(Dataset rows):
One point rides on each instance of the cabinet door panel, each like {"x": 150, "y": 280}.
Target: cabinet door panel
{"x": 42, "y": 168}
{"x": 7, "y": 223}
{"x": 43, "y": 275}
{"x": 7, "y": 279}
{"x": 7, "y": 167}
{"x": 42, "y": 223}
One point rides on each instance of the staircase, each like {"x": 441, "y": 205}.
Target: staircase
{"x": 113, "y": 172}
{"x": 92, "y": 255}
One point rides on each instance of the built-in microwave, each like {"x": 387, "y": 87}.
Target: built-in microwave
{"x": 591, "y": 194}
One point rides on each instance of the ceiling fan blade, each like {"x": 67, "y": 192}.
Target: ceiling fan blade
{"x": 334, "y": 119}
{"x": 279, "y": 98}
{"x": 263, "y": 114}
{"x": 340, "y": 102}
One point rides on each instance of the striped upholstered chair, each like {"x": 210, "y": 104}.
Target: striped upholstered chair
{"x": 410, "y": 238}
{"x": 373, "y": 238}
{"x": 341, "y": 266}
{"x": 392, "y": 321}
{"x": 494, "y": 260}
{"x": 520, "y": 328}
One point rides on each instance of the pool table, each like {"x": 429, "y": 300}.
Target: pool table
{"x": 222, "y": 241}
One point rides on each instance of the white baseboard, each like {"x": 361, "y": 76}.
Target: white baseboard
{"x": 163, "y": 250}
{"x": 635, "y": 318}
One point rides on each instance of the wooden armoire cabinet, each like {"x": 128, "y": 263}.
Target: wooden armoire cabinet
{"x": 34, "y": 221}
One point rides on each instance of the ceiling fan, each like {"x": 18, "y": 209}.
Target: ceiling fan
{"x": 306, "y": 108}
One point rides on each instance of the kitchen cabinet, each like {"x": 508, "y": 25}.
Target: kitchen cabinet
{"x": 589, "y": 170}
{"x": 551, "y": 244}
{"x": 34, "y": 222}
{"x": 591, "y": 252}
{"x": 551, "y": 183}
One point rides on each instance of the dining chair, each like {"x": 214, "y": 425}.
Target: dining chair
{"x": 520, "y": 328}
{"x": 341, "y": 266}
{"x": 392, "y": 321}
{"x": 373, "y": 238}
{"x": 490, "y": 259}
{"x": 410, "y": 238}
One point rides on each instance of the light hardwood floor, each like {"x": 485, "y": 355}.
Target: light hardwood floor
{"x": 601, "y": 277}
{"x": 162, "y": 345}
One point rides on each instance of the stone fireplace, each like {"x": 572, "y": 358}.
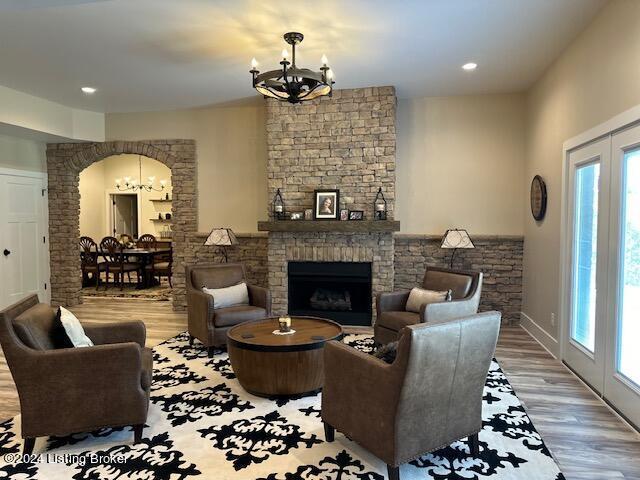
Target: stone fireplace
{"x": 346, "y": 142}
{"x": 340, "y": 291}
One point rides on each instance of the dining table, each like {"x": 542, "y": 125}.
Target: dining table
{"x": 143, "y": 256}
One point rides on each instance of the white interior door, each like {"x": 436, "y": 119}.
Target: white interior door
{"x": 22, "y": 238}
{"x": 588, "y": 231}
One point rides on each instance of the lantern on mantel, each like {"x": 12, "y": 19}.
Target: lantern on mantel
{"x": 278, "y": 206}
{"x": 380, "y": 206}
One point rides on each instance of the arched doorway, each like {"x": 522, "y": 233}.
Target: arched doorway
{"x": 65, "y": 161}
{"x": 127, "y": 197}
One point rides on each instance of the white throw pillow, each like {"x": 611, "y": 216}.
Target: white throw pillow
{"x": 229, "y": 296}
{"x": 419, "y": 297}
{"x": 74, "y": 329}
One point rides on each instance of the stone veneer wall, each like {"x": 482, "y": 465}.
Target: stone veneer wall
{"x": 347, "y": 141}
{"x": 65, "y": 161}
{"x": 499, "y": 258}
{"x": 376, "y": 248}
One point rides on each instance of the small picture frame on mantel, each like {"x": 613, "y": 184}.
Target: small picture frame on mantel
{"x": 325, "y": 204}
{"x": 356, "y": 215}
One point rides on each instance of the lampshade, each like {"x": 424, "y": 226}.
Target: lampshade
{"x": 221, "y": 237}
{"x": 456, "y": 238}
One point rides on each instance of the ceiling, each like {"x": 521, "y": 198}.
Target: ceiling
{"x": 168, "y": 54}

(Work to do): Put the listing above into a two-column CSV with the columns "request" and "answer". Give one row for each request, placing its full text and its answer each in a single quoted field with line breaks replaced by spaces, and leave the pictures out.

(Solution):
request,answer
"One point rides on each instance of the cabinet door panel, each like {""x"": 150, ""y"": 280}. Target: cabinet door panel","{""x"": 42, ""y"": 168} {""x"": 7, ""y"": 223} {""x"": 43, ""y"": 275} {""x"": 7, ""y"": 279} {""x"": 7, ""y"": 167} {""x"": 42, ""y"": 223}"
"One point rides on each instance of the staircase, each like {""x"": 441, ""y"": 205}. Target: staircase","{""x"": 113, ""y"": 172} {""x"": 92, ""y"": 255}"
"One point rides on each instance of the built-in microwave, each like {""x"": 387, ""y"": 87}. Target: built-in microwave","{""x"": 591, ""y"": 194}"
"One point rides on each instance of the ceiling fan blade, each like {""x"": 67, ""y"": 192}. Target: ceiling fan blade","{""x"": 334, ""y"": 119} {""x"": 279, ""y"": 98} {""x"": 263, ""y"": 114} {""x"": 340, ""y"": 102}"
"One point rides on each instance of the striped upholstered chair, each like {""x"": 210, ""y"": 104}. Target: striped upholstered chair","{""x"": 410, ""y"": 238} {""x"": 373, ""y"": 238} {""x"": 341, ""y"": 266} {""x"": 392, ""y"": 321} {""x"": 494, ""y"": 260} {""x"": 520, ""y"": 328}"
"One point rides on each instance of the pool table, each like {""x"": 429, ""y"": 300}. Target: pool table","{""x"": 222, ""y"": 241}"
"One point rides on each instance of the white baseboard, each like {""x"": 361, ""y"": 76}. Target: white baseboard","{""x"": 163, ""y"": 250} {""x"": 635, ""y"": 318}"
"One point rides on each instance of the wooden armoire cabinet, each like {""x"": 128, ""y"": 263}. Target: wooden armoire cabinet","{""x"": 34, ""y"": 221}"
"One point rides on each instance of the ceiling fan, each like {""x"": 18, ""y"": 209}. Target: ceiling fan","{""x"": 306, ""y"": 108}"
"One point rides on each instance of the kitchen cabinet, each like {""x"": 508, ""y"": 25}. Target: kitchen cabinet","{""x"": 589, ""y"": 170} {""x"": 551, ""y"": 244} {""x"": 34, ""y"": 222} {""x"": 591, ""y"": 252} {""x"": 551, ""y"": 183}"
"One point rides on each instance of the dining chair, each like {""x"": 214, ""y"": 425}. Target: dining chair","{""x"": 520, ""y"": 328} {""x"": 341, ""y"": 266} {""x"": 392, ""y"": 321} {""x"": 373, ""y"": 238} {""x"": 490, ""y"": 259} {""x"": 410, ""y"": 238}"
"One point rides on each instance of the light hardwood floor, each like {""x"": 485, ""y"": 355}. Target: light hardwood floor","{""x"": 601, ""y"": 277} {""x"": 162, ""y"": 345}"
"One point rides on each instance of the stone fireplace, each like {""x"": 572, ""y"": 358}. Target: stone fireplace","{""x"": 346, ""y"": 142} {""x"": 340, ""y"": 291}"
"One point rides on each instance of the dining table, each like {""x"": 542, ""y"": 125}. Target: dining table","{""x"": 143, ""y"": 256}"
"One point rides on each instance of the white interior door, each like {""x"": 436, ""y"": 119}. Target: white interior door","{""x"": 22, ""y"": 238} {""x"": 588, ""y"": 231}"
"One point rides on each instance of the lantern on mantel, each like {""x"": 12, ""y"": 19}. Target: lantern on mantel","{""x"": 278, ""y"": 206} {""x"": 380, ""y"": 206}"
"One point rides on each instance of the arched doorway, each like {""x"": 522, ""y"": 233}. Target: arched doorway","{""x"": 65, ""y"": 161} {""x"": 127, ""y"": 197}"
"One point rides on each instance of the white throw pillow, each like {""x"": 611, ""y"": 216}. Target: white throw pillow","{""x"": 229, ""y"": 296} {""x"": 419, ""y"": 297} {""x"": 74, ""y"": 329}"
"One point rides on each instance of the stone veneer wall, each like {""x"": 482, ""y"": 465}. Target: stone veneer wall","{""x"": 347, ""y"": 141} {""x"": 65, ""y"": 161} {""x"": 499, ""y"": 258} {""x"": 376, ""y"": 248}"
"One point rides on each instance of the small picture frame on mantel, each like {""x"": 613, ""y"": 184}. Target: small picture frame on mantel","{""x"": 325, ""y"": 204} {""x"": 356, ""y"": 215}"
"One point rides on each instance of the lampshade, each like {""x"": 424, ""y"": 226}. Target: lampshade","{""x"": 221, ""y"": 237} {""x"": 456, ""y"": 238}"
"One point rides on each instance of the ceiling, each like {""x"": 521, ""y"": 198}. Target: ceiling","{""x"": 168, ""y"": 54}"